Short exercise:
Reproduce the entire listing word for word.

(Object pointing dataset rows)
· · · · · · ·

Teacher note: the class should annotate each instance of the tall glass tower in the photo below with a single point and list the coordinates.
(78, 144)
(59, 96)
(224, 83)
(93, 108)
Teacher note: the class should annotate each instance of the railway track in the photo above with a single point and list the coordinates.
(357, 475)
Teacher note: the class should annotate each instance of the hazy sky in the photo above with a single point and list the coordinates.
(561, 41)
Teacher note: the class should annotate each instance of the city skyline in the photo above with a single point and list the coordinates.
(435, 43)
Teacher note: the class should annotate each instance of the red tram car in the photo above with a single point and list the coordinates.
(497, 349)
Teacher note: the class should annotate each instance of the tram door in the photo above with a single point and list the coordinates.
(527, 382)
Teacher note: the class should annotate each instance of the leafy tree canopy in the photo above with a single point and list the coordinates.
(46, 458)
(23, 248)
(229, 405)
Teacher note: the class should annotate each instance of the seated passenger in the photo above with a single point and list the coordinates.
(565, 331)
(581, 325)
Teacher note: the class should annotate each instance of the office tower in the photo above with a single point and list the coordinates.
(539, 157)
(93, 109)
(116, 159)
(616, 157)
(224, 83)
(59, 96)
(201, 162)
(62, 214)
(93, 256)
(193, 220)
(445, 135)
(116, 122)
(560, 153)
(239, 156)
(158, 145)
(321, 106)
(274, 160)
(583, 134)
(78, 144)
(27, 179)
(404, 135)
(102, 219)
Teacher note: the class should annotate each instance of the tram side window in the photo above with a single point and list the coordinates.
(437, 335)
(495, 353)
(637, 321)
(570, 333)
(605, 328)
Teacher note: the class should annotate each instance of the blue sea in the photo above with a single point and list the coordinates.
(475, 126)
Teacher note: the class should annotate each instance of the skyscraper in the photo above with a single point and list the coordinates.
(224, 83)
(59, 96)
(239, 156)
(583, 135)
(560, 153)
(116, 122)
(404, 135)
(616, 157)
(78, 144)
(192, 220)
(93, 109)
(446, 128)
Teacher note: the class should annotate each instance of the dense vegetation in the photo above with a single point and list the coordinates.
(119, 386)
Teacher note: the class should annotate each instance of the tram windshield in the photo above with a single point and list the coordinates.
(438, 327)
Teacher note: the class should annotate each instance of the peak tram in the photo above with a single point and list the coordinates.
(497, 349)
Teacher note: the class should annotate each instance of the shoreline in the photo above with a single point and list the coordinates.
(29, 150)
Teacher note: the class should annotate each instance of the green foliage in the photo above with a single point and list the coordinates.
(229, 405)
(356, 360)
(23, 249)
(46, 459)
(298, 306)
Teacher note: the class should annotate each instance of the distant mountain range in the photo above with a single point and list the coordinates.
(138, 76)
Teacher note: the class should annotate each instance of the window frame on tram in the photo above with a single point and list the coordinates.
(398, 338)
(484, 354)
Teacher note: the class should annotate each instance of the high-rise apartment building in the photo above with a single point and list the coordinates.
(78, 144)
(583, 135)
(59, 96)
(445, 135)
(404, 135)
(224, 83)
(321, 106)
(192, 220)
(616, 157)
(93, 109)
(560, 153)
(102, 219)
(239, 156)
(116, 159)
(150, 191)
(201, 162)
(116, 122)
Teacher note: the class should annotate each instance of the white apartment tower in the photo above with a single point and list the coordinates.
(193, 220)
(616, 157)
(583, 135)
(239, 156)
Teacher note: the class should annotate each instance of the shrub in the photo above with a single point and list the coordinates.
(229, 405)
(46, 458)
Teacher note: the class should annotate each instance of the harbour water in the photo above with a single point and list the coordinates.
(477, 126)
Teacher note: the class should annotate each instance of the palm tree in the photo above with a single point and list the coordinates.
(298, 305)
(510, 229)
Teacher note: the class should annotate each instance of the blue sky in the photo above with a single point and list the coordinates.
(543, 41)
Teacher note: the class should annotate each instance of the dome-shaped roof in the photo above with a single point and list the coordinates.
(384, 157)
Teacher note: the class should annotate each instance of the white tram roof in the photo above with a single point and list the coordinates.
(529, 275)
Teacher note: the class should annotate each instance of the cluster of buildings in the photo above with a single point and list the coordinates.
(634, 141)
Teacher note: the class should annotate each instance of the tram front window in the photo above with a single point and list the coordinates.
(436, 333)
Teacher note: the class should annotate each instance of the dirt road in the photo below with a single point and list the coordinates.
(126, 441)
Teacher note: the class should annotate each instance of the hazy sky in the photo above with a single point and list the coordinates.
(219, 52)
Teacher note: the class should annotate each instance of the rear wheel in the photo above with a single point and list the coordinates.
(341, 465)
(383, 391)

· · · · · · ·

Output below:
Teacher note: the class should annotate each instance of the tall glass tower in the photo below with a single point and list the coordinates.
(78, 144)
(59, 96)
(224, 83)
(93, 108)
Teacher note: the class should annotate each instance of the railway track in the photo above with a single point and list the coordinates.
(357, 475)
Teacher note: the class should annotate each instance of the hazy sky in the photo above with a single point and list the coordinates.
(561, 41)
Teacher note: the class should annotate each instance of the city skyline in the photo above with a single point and list the coordinates.
(435, 43)
Teacher note: the class should annotate each instance of the red tram car in the photo above with a single point and list the coordinates.
(497, 349)
Teacher note: the class should annotate each instance of the tram door in the photo above with a single point and list the coordinates.
(527, 382)
Teacher note: the class should annotate each instance of the leafy tree canopy in the photo above with a single point and list the coordinates.
(46, 458)
(23, 248)
(229, 405)
Teacher note: the class should annotate each instance of the seated passenger in the photo above with a single point and list the coordinates.
(565, 331)
(581, 325)
Teacher note: the class should annotate each instance of the office tower in the photo above with a single point and list the coordinates.
(539, 157)
(93, 109)
(116, 159)
(616, 157)
(224, 83)
(59, 96)
(201, 162)
(62, 214)
(93, 256)
(193, 220)
(445, 135)
(116, 122)
(560, 153)
(239, 156)
(158, 145)
(321, 106)
(274, 160)
(583, 134)
(78, 144)
(27, 179)
(404, 135)
(102, 219)
Teacher note: the class should annotate each instance of the tram side window in the photo above with a single point and list the coordinates.
(437, 335)
(495, 353)
(637, 321)
(570, 333)
(605, 328)
Teacher note: the class should annotate each instance of the blue sea in the photo above with a single point and list the coordinates.
(475, 126)
Teacher note: the class should annotate each instance of the skyscraper in the photo above with a single point and list the coordinates.
(224, 83)
(59, 96)
(239, 156)
(583, 135)
(560, 153)
(116, 122)
(404, 135)
(616, 157)
(78, 144)
(192, 220)
(93, 109)
(446, 128)
Teacher note: the class should annotate each instance of the dense vegetation in the photo above with a single point and list the coordinates.
(119, 386)
Teacher note: the class should annotate each instance of the tram windshield in the photo above with a single point and list the coordinates.
(438, 327)
Teacher note: the class should annotate each instance of the peak tram in the photo above with a single point and list the coordinates.
(497, 349)
Teacher note: the class should annotate each instance of the shoreline in the photo above with a single point and list the coordinates.
(29, 150)
Teacher note: the class should annotate each instance of the green foliage in the photo above with a single point and list the coordinates.
(229, 405)
(356, 360)
(23, 249)
(46, 459)
(298, 306)
Teacher note: the class should annotate each instance of the distant mountain range in the photo above with a single point and list the coordinates.
(138, 76)
Teacher note: the class should annotate each instance of the window frame on tram in the photo above with a single point and list the coordinates.
(398, 338)
(484, 354)
Teacher note: the class should annotate each instance of the high-rise apartment building in the photo above with a single point and list the coordinates.
(78, 144)
(583, 135)
(59, 96)
(445, 135)
(404, 135)
(224, 83)
(321, 106)
(192, 220)
(616, 157)
(93, 109)
(560, 153)
(102, 219)
(239, 156)
(116, 159)
(150, 191)
(201, 162)
(116, 122)
Teacher note: the class should annotate each instance of the white apartment tower in the photo above with a single point and list the coordinates.
(193, 220)
(616, 157)
(583, 135)
(239, 156)
Teacher note: the class should annotate each instance of the shrub in the photo above with a single point and list the coordinates.
(229, 405)
(46, 458)
Teacher note: the class should annotate each instance of the harbour water in the photo above with a single point and list the coordinates.
(477, 126)
Teacher note: the class should annotate each instance of the palm tree in the photo above with a single point and list the coordinates.
(298, 305)
(510, 229)
Teacher note: the class should annotate each instance of the blue sky in the photo above with a single point and list the coordinates.
(543, 41)
Teacher note: the class should annotate each instance of the dome-shaped roof in the photo above with a single point and list the coordinates.
(384, 157)
Teacher note: the class should annotate each instance of the white tram roof in the photo above with a single point and list the coordinates.
(529, 275)
Teacher note: the class should annotate each instance of the cluster of buildings in the photo above with a single point and list the coordinates.
(634, 141)
Teacher note: the class should annotate each instance of the tram front window in the photo above with a single point and list the coordinates.
(436, 333)
Teacher note: the class should annotate each instance of the dirt road in the photo below with a single point and list the coordinates.
(126, 441)
Teacher note: the class should annotate each instance of the hazy sky in the photo above with a single point and list the coordinates.
(219, 52)
Teacher note: the class should annotate each instance of the rear wheel in the photo above with a single point and list the coordinates.
(341, 465)
(383, 391)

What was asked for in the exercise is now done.